---- Document excerpt
Case ID: ad2d_204/html/0678-01.html
Source: Caselaw Access Project
Author: {"author": "", "license": "Public Domain", "url": "https://static.case.law/"}
Date Created: 2024-08-24T03:29:51.129683

Patricia Delaney, Respondent-Appellant, v Good Samaritan Hospital et al., Appellants-Respondents.
    [612 NYS2d 433]
   —In an action to recover damages for age discrimination, defamation and intentional infliction of emotional distress, the defendants appeal from so much of an order of the Supreme Court, Suffolk County (Cannavo, J.), dated September 30, 1992, as denied those branches of their motion for summary judgment which were to dismiss the first and third causes of action asserted in the complaint, and the plaintiff cross-appeals from so much of the same order as granted those branches of the defendants’ motion for summary judgment which were to dismiss the second and fourth causes of action asserted in the complaint.

Ordered that the order is modified, on the law, by deleting the provision thereof denying those branches of the defendants’ motion for summary judgment which were to dismiss the first and third causes of action, and substituting therefor a provision granting those branches of the motion; as so modified, the order is affirmed insofar as appealed and cross-appealed from, with costs to the defendants.
--------
---- Entries provided
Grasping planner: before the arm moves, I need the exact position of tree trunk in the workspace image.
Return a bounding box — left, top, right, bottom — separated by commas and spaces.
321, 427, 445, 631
--------
---- Entries provided
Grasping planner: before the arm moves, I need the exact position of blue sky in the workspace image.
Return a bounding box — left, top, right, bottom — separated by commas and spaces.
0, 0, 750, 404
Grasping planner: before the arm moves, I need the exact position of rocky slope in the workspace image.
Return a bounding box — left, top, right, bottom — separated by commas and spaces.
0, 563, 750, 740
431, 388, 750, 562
--------
## Set of tasks
A. Answer these questions about the Delaney v Good Samaritan Hospital decision.
(i) Which county's Supreme Court issued the order under appeal?
(ii) On what date was that order dated?
(iii) To which party are costs awarded?
B. Carry on the Delaney v Good Samaritan Hospital decision, starting after its last sentence.

## Set of answers
A.
(i) Suffolk County
(ii) September 30, 1992
(iii) The defendants

B.
The plaintiff was terminated from her at will employment at defendant Good Samaritan Hospital for incompetence based upon a specific incident involving an allegedly "unsatisfactory” summary report she submitted to the hospital’s President, Daniel Walsh. The plaintiff commenced this action, alleging that the reasons given for her termination were a pretext for the defendants’ real reasons which were to replace her with younger, less well-paid employees and that the defendants’ publication of the reasons for her termination to other hospital employees and the vicious manner of the termination constituted, respectively, defamation and intentional infliction of emotional distress.

The Supreme Court denied those branches of the defendants’ motion for summary judgment which were to dismiss the causes of action sounding in age discrimination, finding, inter alia, that the plaintiff was entitled to complete discovery. We disagree. The plaintiff has not specified admissible and legally sufficient facts needed to raise an inference of age discrimination. The specific factual allegations that the plaintiff contends would be supported by this additional discovery are collateral to the question of whether her termination was based upon discrimination. Accordingly, the plaintiff has failed to demonstrate how further discovery might reveal the existence of material facts, currently within the exclusive knowledge and control of the defendants, which would warrant the denial of summary judgment (see, CPLR 3212 [f]; Kracker v Spartan Chem. Co., 183 AD2d 810, 813; Home Sav. Bank v Arthurkill Assocs., 173 AD2d 776, 777).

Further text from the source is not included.